§ RECORD EXTRACTS
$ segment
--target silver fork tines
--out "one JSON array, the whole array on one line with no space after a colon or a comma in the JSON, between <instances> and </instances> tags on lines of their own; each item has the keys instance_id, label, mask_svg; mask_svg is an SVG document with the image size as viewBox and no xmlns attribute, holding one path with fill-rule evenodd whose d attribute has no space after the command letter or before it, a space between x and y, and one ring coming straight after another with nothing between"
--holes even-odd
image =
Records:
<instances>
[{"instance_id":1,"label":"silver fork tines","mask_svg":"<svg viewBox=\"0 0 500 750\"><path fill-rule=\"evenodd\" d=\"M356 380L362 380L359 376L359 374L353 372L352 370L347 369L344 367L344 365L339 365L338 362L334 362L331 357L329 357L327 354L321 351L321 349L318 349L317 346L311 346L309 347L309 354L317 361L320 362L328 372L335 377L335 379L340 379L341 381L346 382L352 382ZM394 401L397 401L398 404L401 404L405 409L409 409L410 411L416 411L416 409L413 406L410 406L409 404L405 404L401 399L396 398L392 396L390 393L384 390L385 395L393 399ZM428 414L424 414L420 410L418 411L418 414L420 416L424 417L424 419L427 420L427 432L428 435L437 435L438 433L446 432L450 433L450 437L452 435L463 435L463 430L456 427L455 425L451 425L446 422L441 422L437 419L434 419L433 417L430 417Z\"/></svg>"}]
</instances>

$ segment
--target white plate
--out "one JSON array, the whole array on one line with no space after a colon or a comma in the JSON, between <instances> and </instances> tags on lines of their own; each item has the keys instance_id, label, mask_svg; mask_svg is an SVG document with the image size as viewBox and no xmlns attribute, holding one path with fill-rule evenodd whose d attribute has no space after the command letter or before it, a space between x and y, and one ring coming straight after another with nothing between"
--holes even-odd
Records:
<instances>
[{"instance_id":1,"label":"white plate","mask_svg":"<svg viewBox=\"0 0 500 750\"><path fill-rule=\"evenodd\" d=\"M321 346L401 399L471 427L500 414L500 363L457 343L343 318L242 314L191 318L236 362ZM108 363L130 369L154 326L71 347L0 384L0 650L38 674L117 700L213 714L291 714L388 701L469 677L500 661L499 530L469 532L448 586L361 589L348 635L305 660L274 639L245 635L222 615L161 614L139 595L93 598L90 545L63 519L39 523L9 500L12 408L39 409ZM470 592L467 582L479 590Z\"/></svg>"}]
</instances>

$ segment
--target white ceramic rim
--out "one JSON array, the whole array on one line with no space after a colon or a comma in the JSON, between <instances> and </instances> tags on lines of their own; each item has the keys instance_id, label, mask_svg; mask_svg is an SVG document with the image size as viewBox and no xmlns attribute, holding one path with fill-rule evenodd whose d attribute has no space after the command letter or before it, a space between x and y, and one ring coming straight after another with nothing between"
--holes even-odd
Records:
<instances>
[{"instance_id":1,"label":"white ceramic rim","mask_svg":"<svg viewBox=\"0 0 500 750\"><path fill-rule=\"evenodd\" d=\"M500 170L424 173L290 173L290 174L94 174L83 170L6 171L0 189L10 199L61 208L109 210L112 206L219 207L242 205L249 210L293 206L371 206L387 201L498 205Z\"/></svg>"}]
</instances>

§ WORK ITEM
Every record should be given again exactly.

§ RESULT OF THE TASK
$ segment
--target silver fork tines
--out "one JSON array, the whole array on one line with no space after a colon or a comma in the JSON, between <instances> and </instances> tags on lines of their own; each item has the keys instance_id, label, mask_svg; mask_svg is an SVG document with the image size as viewBox and no xmlns attribute, holding one path with fill-rule evenodd whose d attribute has no space after the command letter or before it, a space between x and y, and one ring coming straight after another with nothing between"
--holes even-odd
image =
Records:
<instances>
[{"instance_id":1,"label":"silver fork tines","mask_svg":"<svg viewBox=\"0 0 500 750\"><path fill-rule=\"evenodd\" d=\"M356 380L362 380L359 376L359 374L353 372L352 370L347 369L344 367L344 365L339 365L338 362L334 362L331 357L329 357L327 354L321 351L321 349L318 349L317 346L311 346L309 347L309 354L317 361L320 362L328 372L335 377L335 379L340 379L341 381L346 382L352 382ZM394 401L397 401L398 404L401 404L405 409L409 409L410 411L416 411L416 409L413 406L410 406L409 404L405 404L401 399L396 398L392 396L390 393L384 390L385 395L393 399ZM428 414L424 414L420 410L418 411L418 414L420 416L424 417L424 419L427 420L427 432L428 435L437 435L438 433L446 432L450 433L450 437L452 435L463 435L463 430L456 427L455 425L451 425L446 422L441 422L437 419L434 419L433 417L430 417Z\"/></svg>"}]
</instances>

$ segment
--target white plate
--out "one JSON array, the whole array on one line with no space after a colon or a comma in the JSON, between <instances> and </instances> tags on lines of their own; each item has the keys instance_id, label, mask_svg; mask_svg is an SVG document with the image size as viewBox and no xmlns attribute, holding one path with fill-rule evenodd whose d attribute has no space after the command letter or before it, a space between x and y, and one ring coming straight after another with nothing between"
--holes even-odd
Records:
<instances>
[{"instance_id":1,"label":"white plate","mask_svg":"<svg viewBox=\"0 0 500 750\"><path fill-rule=\"evenodd\" d=\"M321 346L401 399L471 427L500 414L500 363L457 343L343 318L242 314L191 318L236 362ZM108 363L130 369L154 326L71 347L0 384L0 650L38 674L117 700L213 714L291 714L388 701L469 677L500 661L499 530L469 532L448 586L361 589L348 635L305 660L274 639L245 635L222 615L161 614L139 595L93 598L90 545L63 519L39 523L9 500L12 408L39 409ZM470 592L467 582L479 590Z\"/></svg>"}]
</instances>

$ segment
--target white ceramic rim
--out "one JSON array, the whole array on one line with no space after a colon or a comma in the JSON, between <instances> and </instances> tags on lines of their own; each item has the keys instance_id, label, mask_svg; mask_svg is an SVG document with the image size as viewBox and no xmlns attribute, holding one path with fill-rule evenodd whose d attribute has no space after the command letter or before it, a space between x and y, and one ring coming straight after another with nothing between"
--holes even-odd
Records:
<instances>
[{"instance_id":1,"label":"white ceramic rim","mask_svg":"<svg viewBox=\"0 0 500 750\"><path fill-rule=\"evenodd\" d=\"M500 170L424 173L290 173L290 174L94 174L83 170L6 171L0 189L10 199L61 208L109 210L112 206L219 207L242 205L249 210L293 206L371 206L387 201L498 205Z\"/></svg>"}]
</instances>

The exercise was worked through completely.